(Reading passage):

# # # # # # #

American presidential nicknames have been a phenomenon since the beginning of the republic. Honest Abe and Old Hickory are amongst the more famous presidential monikers. “The Dude,” however, is probably the most contemporary-sounding presidential nickname, yet it belonged to one of the more obscure presidents: Chester Arthur. In 19th century parlance, a dude was essentially a dandy, which is exactly what Arthur was. His love of the finer things in life was no secret, and he made headlines when he purchased numerous fine trousers from England, as well as accumulating an extensive collection of silk top hats and shoes. Though it was the Gilded Age, where conspicuous consumption and luxury abounded in close proximity to poverty, Arthur’s detractors were most likely taking a dig at Arthur’s past, in which he was seen as a champion of the spoils system. But Arthur’s story is one of redemption, both in the sense that he righted wrongs in which he had been complicit, and in the sense that he rose to the occasion when President James Garfield was assassinated in 1881. And yet, if Chester Arthur is remembered at all today (and that is a big “if”), it’s more for his outlandish facial hair than his achievements as a president and as a person. In examining Arthur’s path to the presidency, it will become apparent that Arthur’s legacy deserves another look.

# # # # # # #

(Data to process):
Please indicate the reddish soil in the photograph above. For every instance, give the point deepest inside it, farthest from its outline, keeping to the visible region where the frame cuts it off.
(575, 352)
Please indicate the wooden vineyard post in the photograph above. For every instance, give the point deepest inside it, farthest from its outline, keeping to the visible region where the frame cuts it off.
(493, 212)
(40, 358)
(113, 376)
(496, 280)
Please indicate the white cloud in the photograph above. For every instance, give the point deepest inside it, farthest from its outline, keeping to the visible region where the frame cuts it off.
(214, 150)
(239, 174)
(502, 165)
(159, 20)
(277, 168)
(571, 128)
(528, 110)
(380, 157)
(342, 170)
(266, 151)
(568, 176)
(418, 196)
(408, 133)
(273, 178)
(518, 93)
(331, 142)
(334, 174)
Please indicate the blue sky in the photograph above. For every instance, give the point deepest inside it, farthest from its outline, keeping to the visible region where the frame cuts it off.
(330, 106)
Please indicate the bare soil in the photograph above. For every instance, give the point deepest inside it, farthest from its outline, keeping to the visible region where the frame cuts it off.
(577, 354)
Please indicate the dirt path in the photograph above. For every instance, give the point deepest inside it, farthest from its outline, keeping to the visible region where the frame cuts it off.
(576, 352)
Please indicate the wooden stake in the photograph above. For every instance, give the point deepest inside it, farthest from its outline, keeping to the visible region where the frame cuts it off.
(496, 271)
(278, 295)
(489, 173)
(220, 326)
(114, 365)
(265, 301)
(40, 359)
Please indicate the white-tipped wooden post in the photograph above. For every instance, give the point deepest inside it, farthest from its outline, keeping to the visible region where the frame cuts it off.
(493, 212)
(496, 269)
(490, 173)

# # # # # # #

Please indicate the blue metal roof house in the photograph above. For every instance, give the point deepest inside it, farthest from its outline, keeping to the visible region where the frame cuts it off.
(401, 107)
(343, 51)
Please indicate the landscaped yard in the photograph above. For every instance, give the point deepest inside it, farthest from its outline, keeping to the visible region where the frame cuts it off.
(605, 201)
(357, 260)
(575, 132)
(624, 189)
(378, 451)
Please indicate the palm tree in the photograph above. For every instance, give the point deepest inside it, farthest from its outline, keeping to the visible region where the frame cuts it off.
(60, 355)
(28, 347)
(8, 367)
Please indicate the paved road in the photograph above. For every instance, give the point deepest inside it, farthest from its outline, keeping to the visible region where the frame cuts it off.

# # # # # # #

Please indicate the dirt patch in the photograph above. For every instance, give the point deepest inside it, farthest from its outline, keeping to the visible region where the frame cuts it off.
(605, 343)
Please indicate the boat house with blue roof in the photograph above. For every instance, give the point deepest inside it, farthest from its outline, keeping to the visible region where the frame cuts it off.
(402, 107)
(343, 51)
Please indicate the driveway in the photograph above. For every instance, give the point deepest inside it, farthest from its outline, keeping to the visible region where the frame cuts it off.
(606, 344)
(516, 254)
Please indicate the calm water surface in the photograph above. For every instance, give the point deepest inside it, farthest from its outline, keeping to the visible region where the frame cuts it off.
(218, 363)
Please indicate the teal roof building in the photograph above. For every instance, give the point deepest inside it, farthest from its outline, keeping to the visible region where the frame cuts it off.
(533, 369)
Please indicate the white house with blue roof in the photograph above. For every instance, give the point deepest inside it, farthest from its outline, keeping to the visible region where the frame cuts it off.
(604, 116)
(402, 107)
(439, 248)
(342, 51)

# # # # # # #

(What you need to do):
(a) Revise the records starting at the line containing "Please indicate the palm" and ending at the line containing "Please indicate the paved", changing "palm tree" to "coconut palm" and keeping all else the same. Give only those lines.
(b) Please continue the passage about Chester Arthur from the point where it stops.
The passage about Chester Arthur and the records are unrelated to each other.

(Answer set):
(a)
Please indicate the coconut palm in the photograph above. For every instance, give the point deepest inside it, farthest from its outline, keeping to the visible region where the frame cuts it off.
(60, 355)
(28, 347)
(8, 367)
Please indicate the paved road in the photograph above. For every instance, give the point deepest inside it, farthest from its outline, keeping to the visible region where the frame cuts it off.

(b)
Chester Arthur was born in Vermont in 1829 to an American-born mother and a father who had immigrated from Ireland. His father, a fiery abolitionist preacher, was not very popular, and the Arthurs moved often, crossing back and forth from Canada to the United States so frequently, in fact, that Arthur’s presidency was beset upon by detractors insisting that Arthur was born in Canada, and as a result, ineligible for the presidency. Chester Arthur spent most of his youth impoverished in New York, and very quickly decided that he would be a Manhattan lawyer, and enjoy the finer things in life.
Arthur was admitted to the bar in 1854. A year later, he won a landmark case: a century before Rosa Parks famously refused to give up her seat to a white passenger and to go to the section of the bus designated for blacks in Alabama, Elizabeth Jennings Graham took a stand against racist policies in New York City. Unlike Parks, who was an activist who wished to be arrested to further Civil Rights, Jennings-Graham was merely late for church. She hopped onto a street car, and the conductor ordered her off. She refused to budge, and was eventually forcibly removed from the streetcar by a police officer. Arthur, a junior partner and all of 24, won the case for Jennings-Graham, which led to the eventual desegregation of public transportation in New York City. Arthur continued practicing law in New York. With the outbreak of the Civil War, he became a Quartermaster, where his abilities in administration and logistics became obvious. By 1863, Arthur finished his military service, and that is where his stellar record becomes a bit murky, as it was the year he became friendly with Roscoe Conkling, the notorious big boss of the Republican New York political machine.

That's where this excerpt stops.